* Given problem: Transcribe the portion of the passage on triple deities starting with "A triple deity" and going on through "history of religion.".

* Selected excerpt:
################
A triple deity is a deity with three apparent forms that function as a singular whole. Such deities may sometimes be referred to as threefold, tripled, triplicate, tripartite, triune, triadic, or as a trinity. The number three  has a long history of mythical associations and triple deities are common throughout world mythology. Carl Jung considered the arrangement of deities into triplets an archetype in the history of religion.

In classical religious iconography or mythological art, three separate beings may represent either a triad who typically appear as a group (the Greek Moirai, Charites, and Erinyes; the Norse Norns; or the Irish Morrígan) or a single deity notable for having three aspects (Greek Hecate, Roman Diana).
################
* Data provided:
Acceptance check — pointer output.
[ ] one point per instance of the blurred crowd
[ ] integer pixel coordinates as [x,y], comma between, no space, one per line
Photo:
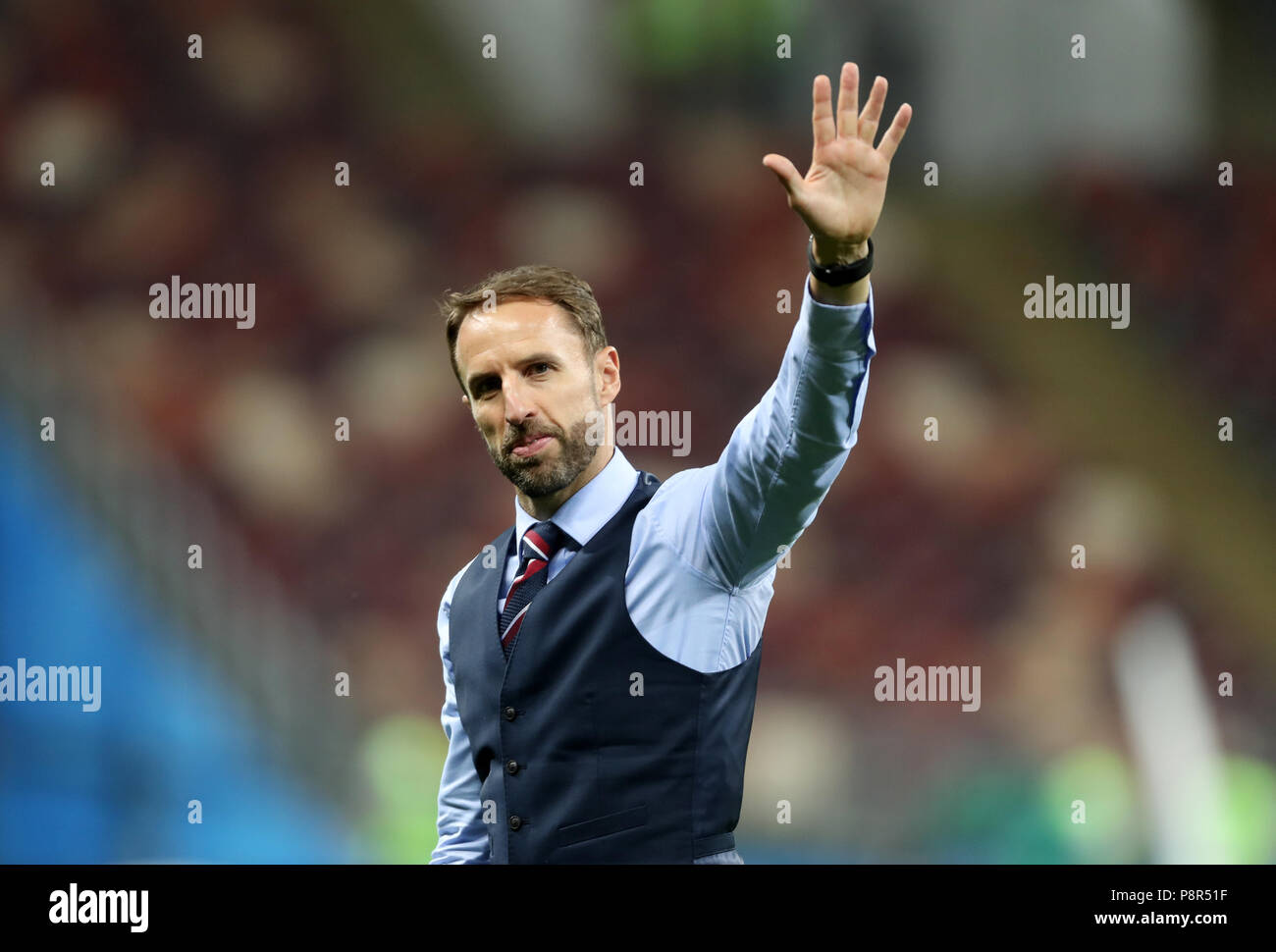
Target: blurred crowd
[222,170]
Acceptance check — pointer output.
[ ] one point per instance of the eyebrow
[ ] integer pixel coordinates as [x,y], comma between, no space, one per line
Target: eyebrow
[541,357]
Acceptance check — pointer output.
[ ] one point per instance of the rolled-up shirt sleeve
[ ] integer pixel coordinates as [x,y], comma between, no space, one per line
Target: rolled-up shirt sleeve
[462,835]
[782,457]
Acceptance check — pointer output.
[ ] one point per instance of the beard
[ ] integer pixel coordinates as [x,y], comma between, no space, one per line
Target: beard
[537,476]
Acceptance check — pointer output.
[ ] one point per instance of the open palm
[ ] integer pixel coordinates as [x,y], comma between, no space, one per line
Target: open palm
[843,190]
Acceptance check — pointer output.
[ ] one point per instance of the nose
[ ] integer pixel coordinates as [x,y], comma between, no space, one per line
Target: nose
[518,404]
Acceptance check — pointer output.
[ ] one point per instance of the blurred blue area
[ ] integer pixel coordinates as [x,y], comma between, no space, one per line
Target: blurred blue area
[114,785]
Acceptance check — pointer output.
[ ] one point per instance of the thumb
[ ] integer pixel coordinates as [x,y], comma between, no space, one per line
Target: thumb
[785,171]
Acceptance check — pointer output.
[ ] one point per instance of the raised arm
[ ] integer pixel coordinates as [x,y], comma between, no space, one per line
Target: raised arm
[728,521]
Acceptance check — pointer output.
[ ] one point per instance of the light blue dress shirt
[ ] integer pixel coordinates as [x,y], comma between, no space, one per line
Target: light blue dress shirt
[706,547]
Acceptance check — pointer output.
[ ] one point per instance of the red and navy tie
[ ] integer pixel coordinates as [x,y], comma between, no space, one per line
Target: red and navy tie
[537,548]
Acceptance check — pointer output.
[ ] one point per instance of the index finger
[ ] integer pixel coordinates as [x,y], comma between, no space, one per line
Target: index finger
[891,140]
[822,111]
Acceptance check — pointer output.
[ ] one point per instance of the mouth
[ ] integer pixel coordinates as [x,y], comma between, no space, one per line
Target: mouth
[531,447]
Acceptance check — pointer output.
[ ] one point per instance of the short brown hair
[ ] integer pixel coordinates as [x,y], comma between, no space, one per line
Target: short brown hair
[539,283]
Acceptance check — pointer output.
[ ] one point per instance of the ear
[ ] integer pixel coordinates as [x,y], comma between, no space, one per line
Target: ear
[608,368]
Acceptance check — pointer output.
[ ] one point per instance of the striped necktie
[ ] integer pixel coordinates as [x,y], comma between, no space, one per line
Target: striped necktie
[537,548]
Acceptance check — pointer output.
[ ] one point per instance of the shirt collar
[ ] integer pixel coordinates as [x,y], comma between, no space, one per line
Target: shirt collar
[591,506]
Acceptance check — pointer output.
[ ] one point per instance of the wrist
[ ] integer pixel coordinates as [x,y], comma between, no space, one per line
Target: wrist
[828,251]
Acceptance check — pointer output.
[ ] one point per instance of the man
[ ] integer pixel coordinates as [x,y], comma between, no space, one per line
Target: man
[601,656]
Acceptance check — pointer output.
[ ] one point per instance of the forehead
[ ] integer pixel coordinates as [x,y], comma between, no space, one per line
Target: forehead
[514,327]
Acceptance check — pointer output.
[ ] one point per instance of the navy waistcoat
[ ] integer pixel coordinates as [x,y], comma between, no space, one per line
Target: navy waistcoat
[592,747]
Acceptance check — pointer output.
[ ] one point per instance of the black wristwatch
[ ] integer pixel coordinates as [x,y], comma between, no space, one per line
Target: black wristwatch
[837,275]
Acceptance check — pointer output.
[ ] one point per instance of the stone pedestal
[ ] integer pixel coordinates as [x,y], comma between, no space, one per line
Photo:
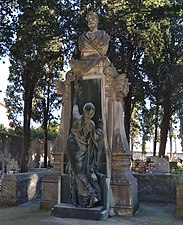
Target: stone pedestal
[50,184]
[124,187]
[67,211]
[94,80]
[179,198]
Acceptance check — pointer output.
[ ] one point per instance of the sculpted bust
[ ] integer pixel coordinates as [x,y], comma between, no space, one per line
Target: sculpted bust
[93,46]
[93,43]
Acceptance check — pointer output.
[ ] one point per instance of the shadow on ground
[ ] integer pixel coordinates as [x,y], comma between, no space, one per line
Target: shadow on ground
[148,214]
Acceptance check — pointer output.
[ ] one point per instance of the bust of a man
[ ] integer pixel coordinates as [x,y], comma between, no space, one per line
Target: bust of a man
[93,43]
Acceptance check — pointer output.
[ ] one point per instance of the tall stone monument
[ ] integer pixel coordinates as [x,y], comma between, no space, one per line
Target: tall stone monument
[92,173]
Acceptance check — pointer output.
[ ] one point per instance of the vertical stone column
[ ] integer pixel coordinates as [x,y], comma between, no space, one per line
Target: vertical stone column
[123,185]
[179,198]
[50,184]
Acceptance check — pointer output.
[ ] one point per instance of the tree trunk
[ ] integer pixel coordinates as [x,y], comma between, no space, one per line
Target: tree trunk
[127,118]
[165,126]
[45,125]
[26,124]
[156,130]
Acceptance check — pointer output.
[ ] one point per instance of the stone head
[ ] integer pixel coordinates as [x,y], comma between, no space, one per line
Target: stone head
[88,110]
[92,19]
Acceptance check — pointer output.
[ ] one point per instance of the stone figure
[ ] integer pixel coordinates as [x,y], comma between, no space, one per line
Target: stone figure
[93,46]
[82,148]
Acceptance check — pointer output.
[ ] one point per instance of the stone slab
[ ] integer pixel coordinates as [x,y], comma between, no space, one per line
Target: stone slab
[64,210]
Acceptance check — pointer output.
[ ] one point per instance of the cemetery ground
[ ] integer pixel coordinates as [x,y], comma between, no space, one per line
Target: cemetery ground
[149,213]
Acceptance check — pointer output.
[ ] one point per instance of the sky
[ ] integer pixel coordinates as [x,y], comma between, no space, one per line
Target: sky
[4,73]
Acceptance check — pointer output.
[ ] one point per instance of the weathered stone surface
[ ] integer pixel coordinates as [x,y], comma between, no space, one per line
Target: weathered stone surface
[20,188]
[179,198]
[157,187]
[99,83]
[49,191]
[68,210]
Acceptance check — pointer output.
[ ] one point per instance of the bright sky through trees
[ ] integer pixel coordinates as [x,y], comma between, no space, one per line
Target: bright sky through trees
[4,73]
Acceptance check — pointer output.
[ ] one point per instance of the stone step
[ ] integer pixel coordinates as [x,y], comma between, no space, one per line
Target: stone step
[65,210]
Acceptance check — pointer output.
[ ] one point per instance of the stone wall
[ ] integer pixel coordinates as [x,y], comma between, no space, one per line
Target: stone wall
[20,188]
[10,152]
[157,187]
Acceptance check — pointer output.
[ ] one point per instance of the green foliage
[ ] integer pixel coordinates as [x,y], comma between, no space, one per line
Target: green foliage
[38,133]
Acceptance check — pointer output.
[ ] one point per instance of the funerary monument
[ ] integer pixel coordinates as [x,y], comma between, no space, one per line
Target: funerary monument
[91,178]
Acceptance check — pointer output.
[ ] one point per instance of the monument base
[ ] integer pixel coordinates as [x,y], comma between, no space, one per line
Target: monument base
[64,210]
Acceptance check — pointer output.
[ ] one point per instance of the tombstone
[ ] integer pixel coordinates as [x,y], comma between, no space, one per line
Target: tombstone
[13,167]
[91,153]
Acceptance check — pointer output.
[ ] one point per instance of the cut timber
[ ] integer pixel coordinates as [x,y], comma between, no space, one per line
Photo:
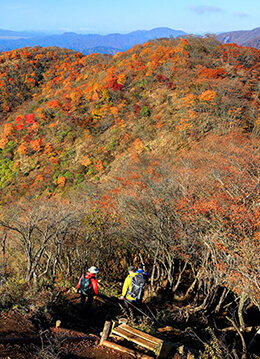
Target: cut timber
[122,349]
[136,339]
[158,346]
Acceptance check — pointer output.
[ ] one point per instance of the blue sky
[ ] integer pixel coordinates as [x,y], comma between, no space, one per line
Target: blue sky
[123,16]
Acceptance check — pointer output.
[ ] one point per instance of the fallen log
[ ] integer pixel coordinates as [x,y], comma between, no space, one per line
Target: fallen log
[122,349]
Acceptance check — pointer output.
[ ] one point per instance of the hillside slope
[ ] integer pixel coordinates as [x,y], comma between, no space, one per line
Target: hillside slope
[68,118]
[79,42]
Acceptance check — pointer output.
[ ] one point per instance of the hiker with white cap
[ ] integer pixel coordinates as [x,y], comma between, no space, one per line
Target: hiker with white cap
[88,287]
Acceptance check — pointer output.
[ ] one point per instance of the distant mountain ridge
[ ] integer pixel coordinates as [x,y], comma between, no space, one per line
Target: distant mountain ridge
[249,38]
[111,43]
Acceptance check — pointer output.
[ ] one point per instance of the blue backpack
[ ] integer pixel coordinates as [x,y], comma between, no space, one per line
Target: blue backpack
[85,285]
[138,283]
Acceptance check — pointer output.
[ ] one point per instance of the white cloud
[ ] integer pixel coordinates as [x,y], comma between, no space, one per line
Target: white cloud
[205,9]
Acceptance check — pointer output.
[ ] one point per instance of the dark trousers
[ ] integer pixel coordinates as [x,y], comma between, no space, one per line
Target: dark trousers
[83,300]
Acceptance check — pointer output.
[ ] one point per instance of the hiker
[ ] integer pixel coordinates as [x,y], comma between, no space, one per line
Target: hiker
[132,291]
[87,287]
[140,269]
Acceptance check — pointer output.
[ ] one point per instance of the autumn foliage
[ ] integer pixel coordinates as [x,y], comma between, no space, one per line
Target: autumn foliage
[161,142]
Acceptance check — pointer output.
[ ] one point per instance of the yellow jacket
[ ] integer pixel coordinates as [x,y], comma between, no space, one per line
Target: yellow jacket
[127,286]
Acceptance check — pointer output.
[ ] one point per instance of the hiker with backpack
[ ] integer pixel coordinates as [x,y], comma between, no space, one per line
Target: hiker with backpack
[87,287]
[133,289]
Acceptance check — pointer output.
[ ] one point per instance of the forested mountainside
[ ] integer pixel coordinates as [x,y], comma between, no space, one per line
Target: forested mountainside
[150,153]
[68,118]
[110,43]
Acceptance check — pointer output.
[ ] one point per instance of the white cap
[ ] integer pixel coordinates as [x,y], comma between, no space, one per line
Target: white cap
[93,270]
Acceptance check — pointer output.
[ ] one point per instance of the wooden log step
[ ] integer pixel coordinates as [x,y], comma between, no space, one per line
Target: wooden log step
[140,334]
[136,339]
[122,349]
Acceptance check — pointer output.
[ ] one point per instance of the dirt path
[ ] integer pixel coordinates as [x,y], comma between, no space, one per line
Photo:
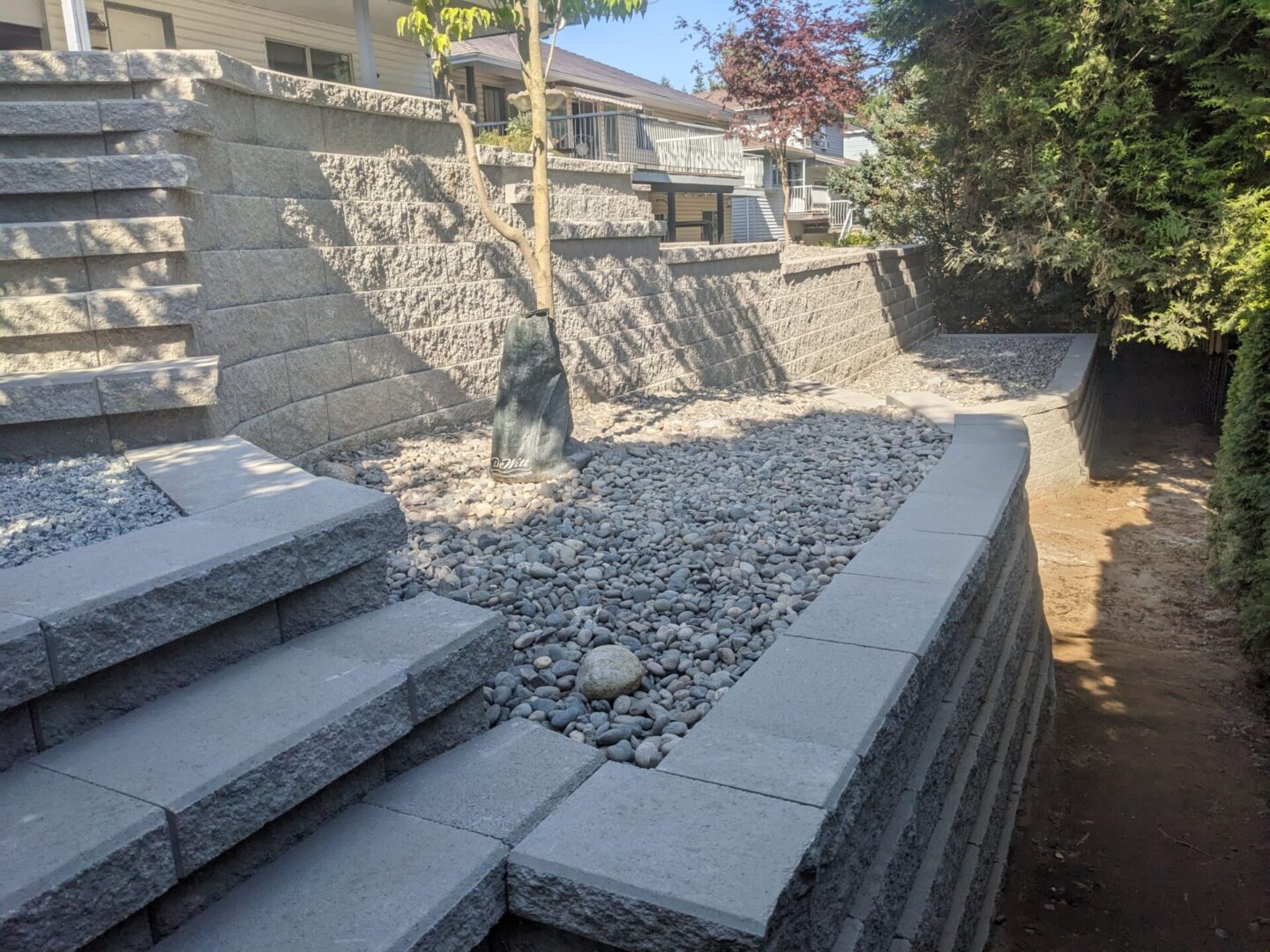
################
* Result of the task:
A triple deity is a deity with three apparent forms that function as a singular whole. Such deities may sometimes be referred to as threefold, tripled, triplicate, tripartite, triune, triadic, or as a trinity. The number three  has a long history of mythical associations and triple deities are common throughout world mythology. Carl Jung considered the arrangement of deities into triplets an archetype in the history of religion.